Items:
******

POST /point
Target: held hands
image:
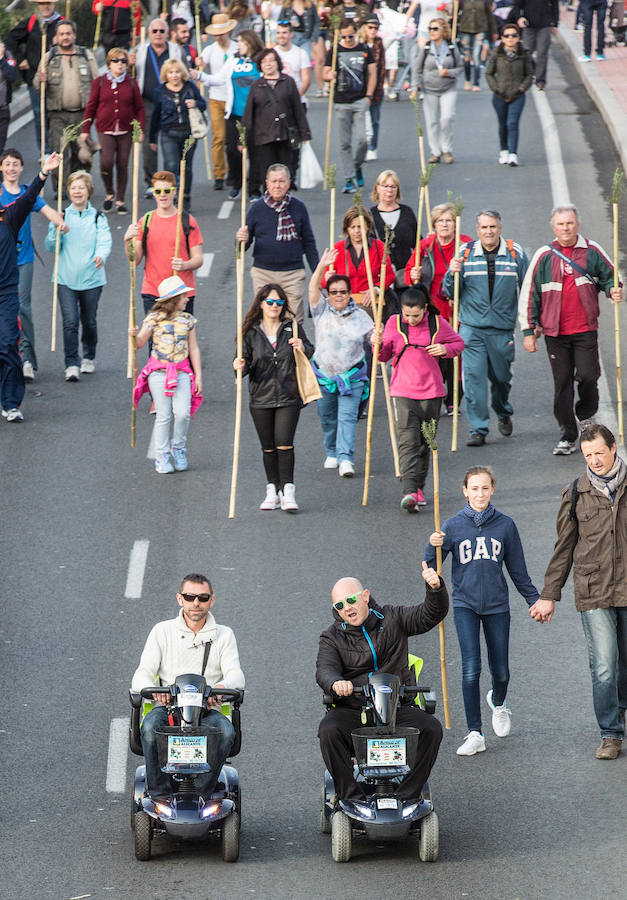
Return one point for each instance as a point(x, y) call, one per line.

******

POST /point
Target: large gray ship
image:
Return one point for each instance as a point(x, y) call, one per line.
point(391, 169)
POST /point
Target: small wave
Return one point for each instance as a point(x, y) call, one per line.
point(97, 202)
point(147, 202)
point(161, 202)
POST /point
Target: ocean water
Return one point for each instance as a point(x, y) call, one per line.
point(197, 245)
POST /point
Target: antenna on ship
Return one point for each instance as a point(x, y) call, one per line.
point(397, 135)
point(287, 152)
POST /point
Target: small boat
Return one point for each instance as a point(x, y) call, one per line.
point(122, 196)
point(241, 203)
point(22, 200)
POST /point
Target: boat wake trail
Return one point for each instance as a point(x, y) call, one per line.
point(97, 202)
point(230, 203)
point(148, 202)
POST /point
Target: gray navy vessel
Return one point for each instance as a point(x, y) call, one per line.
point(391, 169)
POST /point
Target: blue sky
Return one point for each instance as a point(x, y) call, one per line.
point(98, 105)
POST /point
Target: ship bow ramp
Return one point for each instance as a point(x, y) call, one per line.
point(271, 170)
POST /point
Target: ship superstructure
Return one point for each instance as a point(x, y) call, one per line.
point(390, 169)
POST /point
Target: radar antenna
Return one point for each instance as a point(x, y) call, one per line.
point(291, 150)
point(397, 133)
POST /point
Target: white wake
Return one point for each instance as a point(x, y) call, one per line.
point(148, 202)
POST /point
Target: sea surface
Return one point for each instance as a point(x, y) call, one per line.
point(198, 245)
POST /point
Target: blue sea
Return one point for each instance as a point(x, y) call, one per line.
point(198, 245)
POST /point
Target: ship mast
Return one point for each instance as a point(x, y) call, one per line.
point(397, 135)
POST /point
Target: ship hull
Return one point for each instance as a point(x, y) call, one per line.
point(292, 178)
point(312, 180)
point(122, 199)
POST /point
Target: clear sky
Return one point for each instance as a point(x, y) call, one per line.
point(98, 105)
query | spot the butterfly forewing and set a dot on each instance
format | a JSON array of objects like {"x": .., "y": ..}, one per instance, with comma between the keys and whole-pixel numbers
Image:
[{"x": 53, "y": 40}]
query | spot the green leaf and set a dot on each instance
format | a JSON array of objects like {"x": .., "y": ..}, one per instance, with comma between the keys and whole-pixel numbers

******

To do:
How many lines in the records above contain the string "spot"? Match case exactly, and reply with the number alone.

Exercise response:
2